- Kaynak metin -
İçeriğe geçmek için "Enter"a basın

24 Nisan

Fatih Polat / fpolat@evrensel.net

24 Nisanda Ermenistan’da gerçekleştirilen anma eylemlerini bile Ermenilere dair nefret söyleminin izlerini taşıyan bir tarzda sunan medya organları ya da gözünü resmi argümanların ötesindeki gerçeklerden esirgeyenler açısından bunun sorumlusu Ermeniler ve onların “dış destekçileri”nden başkası değil.Böyle bakanlar açısından ABD Başkanlarının 24 Nisanın yıldönümlerinde doğrudan soykırım kelimesini kullanmak yerine, ‘büyük felaket’ demesi “Bu yıl da atlattık” duygusu yaratıyor. Oysa eski takvimle 11 Nisanda gerçekleşen soykırımdan mucize sonucu kurtulan Gazeteci ve Yayıncı Teodik’in  11 Nisan Anıtı adıyla kaleme aldığı ve Belge yayınları tarafından yeniden basılmış olan kitapta o tarihte can veren 761 aydın tek tek sıralanıyor.

*****
“Ermeni Kırımı, Sözde Ermeni Soykırımı, Ermeni Soykırımı, Büyük Felaket”. 24 Nisan 1915’te Ermenilerin bu topraklarda yaşadıkları soykırım ‘Özgür Ansiklopedi’ Wikipedia’da bu ifadelerle yer alıyor. Bunu bir kafa karışıklığının ürünü sayabilir miyiz? Ya da Wikipedia’nın iddia ettiği gibi özgür bir ansiklopedi olmadığının göstergesi olarak  yorumlayabilir miyiz?
Bu sorulara yanıt verirken bir adım geriye çekilerek yapılacak soğukkanlı bir değerlendirmeyle aslında konu etrafındaki tartışmalar ekseninde oluşmuş farklı kullanımlar nedeniyle Wikipedia’nın böyle bir yola başvurduğu görülecektir.

- Görevler ve alıştırmalar -
[1] 24 Nisan yazısından "İçeriğe geçmek için" ile başlayıp "tek tek sıralanıyor." ifadesine kadar süren bölümü hiçbir değişiklik yapmadan yazdırın.
[2] 24 Nisan yazısına göre Teodik'in 11 Nisan Anıtı adlı kitabında kaç aydın tek tek sıralanıyor?
[3] 24 Nisan yazısını son cümlesinin ardından aynı konu ve üslupla devam ettirin.

- Gösterilen malzeme -
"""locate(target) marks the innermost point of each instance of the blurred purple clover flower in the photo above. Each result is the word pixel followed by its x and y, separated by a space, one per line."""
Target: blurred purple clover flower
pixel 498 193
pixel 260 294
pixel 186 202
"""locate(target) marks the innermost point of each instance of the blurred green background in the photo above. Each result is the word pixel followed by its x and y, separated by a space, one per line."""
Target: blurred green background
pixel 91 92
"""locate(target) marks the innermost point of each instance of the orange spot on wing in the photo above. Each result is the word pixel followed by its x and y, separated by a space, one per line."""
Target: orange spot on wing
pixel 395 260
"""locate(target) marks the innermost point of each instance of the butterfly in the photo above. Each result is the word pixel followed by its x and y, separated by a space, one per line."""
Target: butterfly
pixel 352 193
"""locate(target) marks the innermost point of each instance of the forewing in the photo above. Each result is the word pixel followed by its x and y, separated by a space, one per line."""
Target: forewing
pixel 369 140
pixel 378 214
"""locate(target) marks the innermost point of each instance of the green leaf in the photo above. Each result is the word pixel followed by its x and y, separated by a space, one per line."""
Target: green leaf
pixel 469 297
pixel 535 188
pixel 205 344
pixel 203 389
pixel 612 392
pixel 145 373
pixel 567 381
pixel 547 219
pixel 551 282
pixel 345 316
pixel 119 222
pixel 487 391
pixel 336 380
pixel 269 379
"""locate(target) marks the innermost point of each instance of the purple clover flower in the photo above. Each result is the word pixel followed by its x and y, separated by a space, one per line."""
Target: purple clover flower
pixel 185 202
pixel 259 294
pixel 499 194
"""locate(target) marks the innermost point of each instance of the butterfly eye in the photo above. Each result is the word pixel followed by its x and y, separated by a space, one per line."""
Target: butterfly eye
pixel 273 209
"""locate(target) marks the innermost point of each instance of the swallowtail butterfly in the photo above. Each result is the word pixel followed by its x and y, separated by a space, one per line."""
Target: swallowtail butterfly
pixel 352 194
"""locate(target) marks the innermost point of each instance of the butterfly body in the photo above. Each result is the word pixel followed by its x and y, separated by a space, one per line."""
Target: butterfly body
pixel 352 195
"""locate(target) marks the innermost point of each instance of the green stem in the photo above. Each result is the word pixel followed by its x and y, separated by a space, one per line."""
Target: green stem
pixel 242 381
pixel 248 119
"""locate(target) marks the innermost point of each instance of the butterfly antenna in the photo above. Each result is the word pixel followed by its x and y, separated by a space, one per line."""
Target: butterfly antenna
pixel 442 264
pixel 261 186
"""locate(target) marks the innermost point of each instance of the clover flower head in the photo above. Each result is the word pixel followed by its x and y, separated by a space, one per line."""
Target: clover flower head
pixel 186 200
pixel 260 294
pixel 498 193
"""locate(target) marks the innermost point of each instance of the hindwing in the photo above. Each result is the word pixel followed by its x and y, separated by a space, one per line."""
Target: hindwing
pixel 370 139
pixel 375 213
==
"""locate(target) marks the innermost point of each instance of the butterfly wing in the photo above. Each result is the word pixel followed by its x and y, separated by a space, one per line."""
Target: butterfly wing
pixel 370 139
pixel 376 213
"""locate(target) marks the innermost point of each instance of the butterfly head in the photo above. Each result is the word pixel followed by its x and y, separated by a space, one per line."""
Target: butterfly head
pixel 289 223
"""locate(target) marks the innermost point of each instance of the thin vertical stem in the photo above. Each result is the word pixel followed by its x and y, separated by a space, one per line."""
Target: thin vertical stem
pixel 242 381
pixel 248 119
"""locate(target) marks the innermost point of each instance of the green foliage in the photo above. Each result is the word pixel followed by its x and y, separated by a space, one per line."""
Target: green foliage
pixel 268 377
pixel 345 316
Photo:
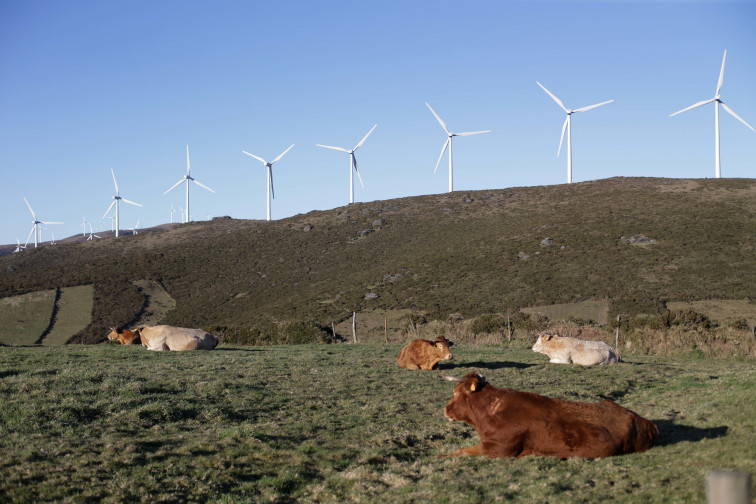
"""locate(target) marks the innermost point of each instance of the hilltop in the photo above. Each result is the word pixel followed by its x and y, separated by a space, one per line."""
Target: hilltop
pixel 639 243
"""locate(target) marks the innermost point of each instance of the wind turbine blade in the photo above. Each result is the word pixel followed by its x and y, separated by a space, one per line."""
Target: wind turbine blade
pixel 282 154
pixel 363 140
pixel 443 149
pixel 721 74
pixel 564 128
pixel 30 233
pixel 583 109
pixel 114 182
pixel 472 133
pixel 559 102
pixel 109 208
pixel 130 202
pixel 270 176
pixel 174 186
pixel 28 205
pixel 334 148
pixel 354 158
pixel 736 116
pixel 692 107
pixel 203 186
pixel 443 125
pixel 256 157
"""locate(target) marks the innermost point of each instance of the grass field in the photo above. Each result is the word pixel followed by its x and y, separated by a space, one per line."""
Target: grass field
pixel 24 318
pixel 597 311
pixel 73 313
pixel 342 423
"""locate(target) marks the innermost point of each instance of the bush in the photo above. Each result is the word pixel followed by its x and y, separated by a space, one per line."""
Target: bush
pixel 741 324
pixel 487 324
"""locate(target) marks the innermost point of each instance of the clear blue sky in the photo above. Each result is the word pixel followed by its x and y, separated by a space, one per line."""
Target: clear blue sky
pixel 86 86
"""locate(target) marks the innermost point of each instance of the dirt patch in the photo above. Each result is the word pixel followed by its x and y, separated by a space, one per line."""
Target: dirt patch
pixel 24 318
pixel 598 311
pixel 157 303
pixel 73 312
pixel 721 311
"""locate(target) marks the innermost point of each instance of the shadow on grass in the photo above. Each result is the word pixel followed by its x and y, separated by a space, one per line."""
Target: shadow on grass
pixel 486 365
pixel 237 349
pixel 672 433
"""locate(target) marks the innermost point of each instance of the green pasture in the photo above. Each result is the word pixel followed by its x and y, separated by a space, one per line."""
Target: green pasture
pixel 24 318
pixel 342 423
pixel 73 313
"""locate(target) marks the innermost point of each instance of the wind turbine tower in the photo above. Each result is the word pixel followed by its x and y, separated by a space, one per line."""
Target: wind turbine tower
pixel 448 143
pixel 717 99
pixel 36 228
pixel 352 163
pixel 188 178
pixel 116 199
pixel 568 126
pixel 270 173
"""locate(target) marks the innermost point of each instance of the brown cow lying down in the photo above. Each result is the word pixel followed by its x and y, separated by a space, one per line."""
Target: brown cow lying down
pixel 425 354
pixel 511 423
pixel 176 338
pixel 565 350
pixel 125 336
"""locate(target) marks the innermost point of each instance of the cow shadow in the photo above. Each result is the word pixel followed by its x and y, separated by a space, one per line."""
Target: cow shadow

- Görev yanıtları -
[1]
İçeriğe geçmek için "Enter"a basın

24 Nisan

Fatih Polat / fpolat@evrensel.net

24 Nisanda Ermenistan’da gerçekleştirilen anma eylemlerini bile Ermenilere dair nefret söyleminin izlerini taşıyan bir tarzda sunan medya organları ya da gözünü resmi argümanların ötesindeki gerçeklerden esirgeyenler açısından bunun sorumlusu Ermeniler ve onların “dış destekçileri”nden başkası değil.Böyle bakanlar açısından ABD Başkanlarının 24 Nisanın yıldönümlerinde doğrudan soykırım kelimesini kullanmak yerine, ‘büyük felaket’ demesi “Bu yıl da atlattık” duygusu yaratıyor. Oysa eski takvimle 11 Nisanda gerçekleşen soykırımdan mucize sonucu kurtulan Gazeteci ve Yayıncı Teodik’in  11 Nisan Anıtı adıyla kaleme aldığı ve Belge yayınları tarafından yeniden basılmış olan kitapta o tarihte can veren 761 aydın tek tek sıralanıyor.

[2] 761 aydın.

[3]
Tarihsel bir gerçekliğin bu kadar mulahazalı bir hale gelmesinde acaba hangi taraf ne kadar pay sahibidir? 24 Nisanda Ermenistan’da gerçekleştirilen anma eylemlerini bile Ermenilere dair nefret söyleminin izlerini taşıyan bir tarzda sunan medya organları ya da gözünü resmi argümanların ötesindeki gerçeklerden esirgeyenler açısından bunun sorumlusu Ermeniler ve onların “dış destekçileri”nden başkası değil.
Böyle bakanlar açısından ABD Başkanlarının 24 Nisanın yıldönümlerinde doğrudan soykırım kelimesini kullanmak yerine, ‘büyük felaket’ demesi “Bu yıl da atlattık” duygusu yaratıyor.
Oysa eski takvimle 11 Nisanda gerçekleşen soykırımdan mucize sonucu kurtulan Gazeteci ve Yayıncı Teodik’in  11 Nisan Anıtı adıyla kaleme aldığı ve Belge yayınları tarafından yeniden basılmış olan kitapta o tarihte can veren 761 aydın tek tek sıralanıyor.
Osmanlı döneminde çok önemli görevlerde bulunmuş, önemli işlere imza atmış bu Ermeni aydınlarından sadece birkaçını bile burada paylaşmak fikir verici olabilir:
Krikor Zohrab: Türkiye Ermeni edebiyatının en gözde simalarından biriydi. Osmanlı Meclis-i Mebusan’ına milletvekili çekildi. 
Harutyun Şahrigyan: Osmanlı Meclis-i Mebusan’ına İstanbul’dan Üsküdar mebusu seçildi.
K. Khajag (Karekin Çakalyan): Samatya Ermeni Okulu müdürlüğünü yaptı.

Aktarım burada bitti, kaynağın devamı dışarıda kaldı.